Recorded information:
========================================================================

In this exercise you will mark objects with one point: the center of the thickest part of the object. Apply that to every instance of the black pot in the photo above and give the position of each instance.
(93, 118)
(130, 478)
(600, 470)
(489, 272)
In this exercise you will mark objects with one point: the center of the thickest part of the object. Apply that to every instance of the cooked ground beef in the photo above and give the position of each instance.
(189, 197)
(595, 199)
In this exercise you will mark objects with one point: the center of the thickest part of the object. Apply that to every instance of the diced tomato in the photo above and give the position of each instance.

========================================================================

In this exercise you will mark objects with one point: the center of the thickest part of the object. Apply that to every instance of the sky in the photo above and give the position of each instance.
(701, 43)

========================================================================

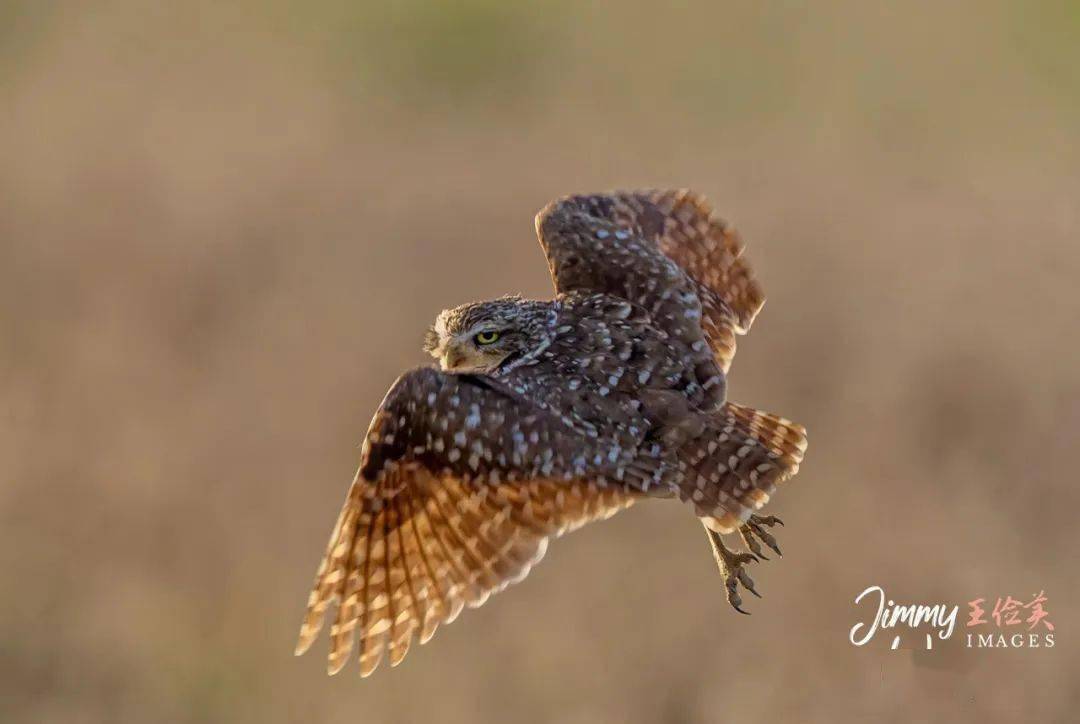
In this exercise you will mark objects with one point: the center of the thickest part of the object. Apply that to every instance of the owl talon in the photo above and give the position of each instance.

========================================================================

Copy the part of the listing that opens with the line containing "of the cooked" and closes with the line containing "of the diced", substituting "widest" for "thickest" and keeping everything else the same.

Solution to the problem:
In this exercise you will mark objects with one point: the center of the widest part of the object. Apply that to every instance of the cooked ground beef in the photo above and give the position of each instance.
(189, 197)
(595, 199)
In this exercise you will mark objects with one point: the center of the widest part of the object. Apply that to every instance of the diced tomato in the photo above and give the position of each instance.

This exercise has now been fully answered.